WHAT IS BEING ASKED: Every record below is to be copied exactly, with its images omitted.

Segment Open

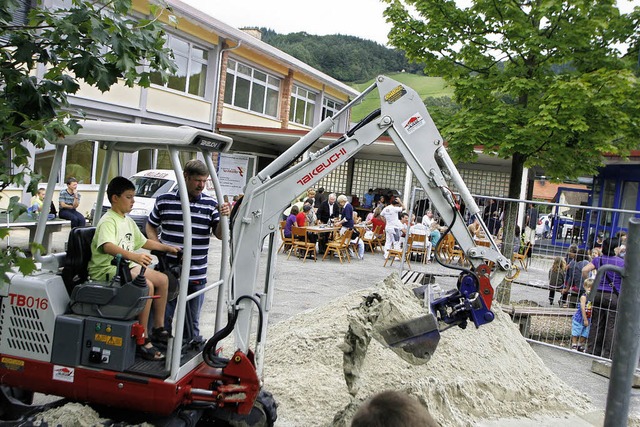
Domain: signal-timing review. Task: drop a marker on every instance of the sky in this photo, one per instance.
(360, 18)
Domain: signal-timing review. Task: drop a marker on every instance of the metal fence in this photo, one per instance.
(565, 234)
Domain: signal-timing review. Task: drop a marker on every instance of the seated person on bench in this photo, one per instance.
(119, 234)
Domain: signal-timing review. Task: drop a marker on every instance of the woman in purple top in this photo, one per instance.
(605, 303)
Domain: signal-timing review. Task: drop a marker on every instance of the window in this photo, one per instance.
(192, 61)
(251, 89)
(84, 162)
(329, 109)
(303, 104)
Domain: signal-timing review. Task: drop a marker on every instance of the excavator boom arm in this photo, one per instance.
(405, 118)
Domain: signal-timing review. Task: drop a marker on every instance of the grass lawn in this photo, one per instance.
(426, 86)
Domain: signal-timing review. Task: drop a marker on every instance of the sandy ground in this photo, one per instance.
(477, 377)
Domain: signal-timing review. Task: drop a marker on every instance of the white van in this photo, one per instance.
(149, 185)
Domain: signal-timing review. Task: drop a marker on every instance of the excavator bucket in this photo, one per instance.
(419, 336)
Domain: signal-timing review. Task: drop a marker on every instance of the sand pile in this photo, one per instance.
(475, 374)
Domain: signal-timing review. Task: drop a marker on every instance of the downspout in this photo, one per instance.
(218, 79)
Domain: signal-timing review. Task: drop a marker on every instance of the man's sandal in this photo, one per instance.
(149, 353)
(160, 335)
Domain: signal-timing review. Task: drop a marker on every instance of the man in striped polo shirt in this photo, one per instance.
(205, 215)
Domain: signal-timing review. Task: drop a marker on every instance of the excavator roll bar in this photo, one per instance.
(403, 116)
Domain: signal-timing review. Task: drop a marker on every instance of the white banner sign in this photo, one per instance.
(232, 173)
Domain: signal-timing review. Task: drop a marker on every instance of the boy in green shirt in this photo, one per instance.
(116, 234)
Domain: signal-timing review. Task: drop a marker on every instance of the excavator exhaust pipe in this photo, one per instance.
(419, 336)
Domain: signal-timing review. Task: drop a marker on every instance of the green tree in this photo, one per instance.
(545, 83)
(97, 43)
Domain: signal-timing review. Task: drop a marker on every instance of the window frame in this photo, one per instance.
(271, 90)
(338, 105)
(191, 59)
(303, 99)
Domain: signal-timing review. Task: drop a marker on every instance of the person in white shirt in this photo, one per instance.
(391, 215)
(427, 219)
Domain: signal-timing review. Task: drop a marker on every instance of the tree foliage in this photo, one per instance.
(44, 59)
(94, 42)
(346, 58)
(542, 82)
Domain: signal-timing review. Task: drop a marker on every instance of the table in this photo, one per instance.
(319, 229)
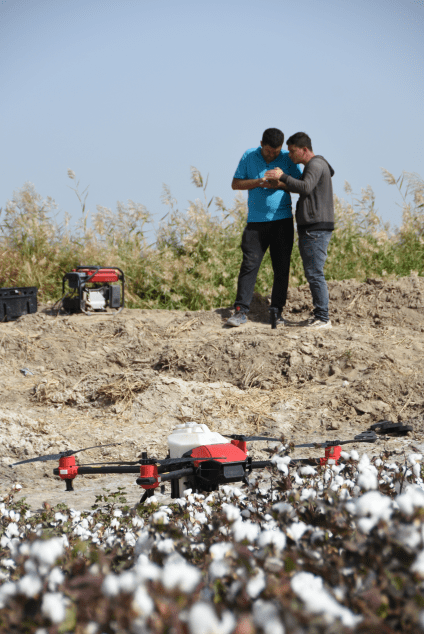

Segment Closed

WRITTEN SOLUTION:
Domain: signal-timing review. Task: drop a marker on every instance of the sky in this photo, one per instance.
(360, 18)
Domain: signal-timing review. Task: drop a marker on every instance of the metal fence in this photo, one per instance.
(565, 234)
Domain: signal-timing review. Task: drop a marker on every instance of the seated person on bench in this photo, one per instance.
(119, 234)
Domain: signal-timing review. Task: drop a marker on every instance of the woman in purple top in this photo, one per instance.
(605, 303)
Domain: signal-timing review. Task: drop a marker on every instance of the window in this photo, one per instance.
(192, 61)
(251, 89)
(84, 162)
(329, 109)
(303, 104)
Domain: signal-timing review. Task: drop a marker on every instance of the excavator boom arm in this photo, one per instance.
(405, 118)
Domain: signal-timing review. Task: drop a marker on every instance of the grass lawn in this photo, one per instance.
(426, 86)
Domain: signal-timing review. Task: drop a marker on every instance of the sandy ground in this photo, one per instance.
(477, 377)
Domain: signal-timing review. Task: drop a marker on every instance of the white van in this photo, one per instance.
(149, 185)
Domain: signal-timing review. Task: drop a marker on every instance of the excavator bucket in this photo, one per instance.
(419, 336)
Domain: signal-timing review. Task: drop a marker on every instance of the sand pile in this photo, one per instance.
(475, 374)
Domain: signal-timing review. Task: drop a marker on every instance of the downspout in this photo, one per instance.
(218, 79)
Domain: signal-timing review. Task: drop a marker on every instance of the man's sandal in this photo, one per instance.
(149, 353)
(160, 335)
Domain: signal-timing review. Task: drop a marker on every instance of the man in striped polo shirt in this photo, one per instance.
(205, 215)
Domain: signal-timing review. Task: drop a marker on every instance of the excavator roll bar in this photo, one per instance.
(403, 116)
Domain: signal-timing review. Task: drop a marker on every instance of the white banner sign in this photo, one per instance.
(232, 173)
Domain: signal-timing review. Task: drop a marker on every instance of the boy in green shirt in this photo, one per instance.
(116, 234)
Domain: signal-timing review. Task: drop a marker on every instance of the excavator exhaust pipe in this photo, one per instance.
(419, 336)
Domain: signal-timing review. Task: drop a marker on every instance of the green tree in this photo, one per instance.
(545, 83)
(97, 43)
Domain: signal-timing review. Task: drop a marker on every instance of the window frame in this photo, one per instance.
(271, 90)
(338, 105)
(191, 59)
(303, 99)
Domain: signal-timing review. Task: drop a marker on every instance of the person in white shirt in this photo, one per instance.
(391, 215)
(427, 219)
Domain: signal-timing review. Task: drop a marker on every instance of the tree foliage in this photo, one per instance.
(44, 59)
(94, 42)
(346, 58)
(542, 82)
Domain: signal-timing review. Task: drop a marker on every instance of the table in this photo, one per instance.
(319, 229)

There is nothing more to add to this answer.